Position identification lines
-- START --
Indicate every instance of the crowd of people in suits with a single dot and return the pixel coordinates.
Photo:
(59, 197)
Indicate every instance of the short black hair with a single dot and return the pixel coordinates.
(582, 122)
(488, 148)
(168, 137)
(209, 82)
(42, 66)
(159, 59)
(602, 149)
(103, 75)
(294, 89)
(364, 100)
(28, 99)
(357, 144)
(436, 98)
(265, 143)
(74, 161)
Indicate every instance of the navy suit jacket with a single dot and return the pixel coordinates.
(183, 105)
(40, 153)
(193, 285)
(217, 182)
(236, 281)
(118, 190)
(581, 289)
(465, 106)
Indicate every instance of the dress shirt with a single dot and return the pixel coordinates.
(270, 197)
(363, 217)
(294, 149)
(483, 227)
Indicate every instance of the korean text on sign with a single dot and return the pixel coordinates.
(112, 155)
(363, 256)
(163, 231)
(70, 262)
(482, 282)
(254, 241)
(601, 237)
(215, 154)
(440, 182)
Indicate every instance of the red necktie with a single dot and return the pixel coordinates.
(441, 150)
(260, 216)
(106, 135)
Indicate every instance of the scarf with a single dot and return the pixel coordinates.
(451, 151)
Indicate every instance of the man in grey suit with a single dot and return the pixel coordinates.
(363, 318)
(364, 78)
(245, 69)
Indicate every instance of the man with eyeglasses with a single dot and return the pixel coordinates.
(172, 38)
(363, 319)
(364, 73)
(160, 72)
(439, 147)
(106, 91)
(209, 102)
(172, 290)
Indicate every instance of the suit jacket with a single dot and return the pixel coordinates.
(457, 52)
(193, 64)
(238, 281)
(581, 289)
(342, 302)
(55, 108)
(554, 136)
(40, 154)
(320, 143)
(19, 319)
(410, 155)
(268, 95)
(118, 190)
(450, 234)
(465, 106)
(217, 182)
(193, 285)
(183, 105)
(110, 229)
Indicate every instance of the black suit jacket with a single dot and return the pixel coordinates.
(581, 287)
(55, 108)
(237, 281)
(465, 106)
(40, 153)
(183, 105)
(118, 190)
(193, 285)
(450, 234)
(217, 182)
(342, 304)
-- END --
Problem statement
Copy the lines above word for word, beginning at the line that contains "Indicate every instance of the black" and continuing through the last line.

Full solution
Indicate every instance of the black suit jacket with a single dot and return the pixel coordinates.
(581, 287)
(55, 108)
(237, 281)
(465, 106)
(40, 153)
(183, 105)
(118, 190)
(193, 285)
(450, 234)
(217, 182)
(342, 304)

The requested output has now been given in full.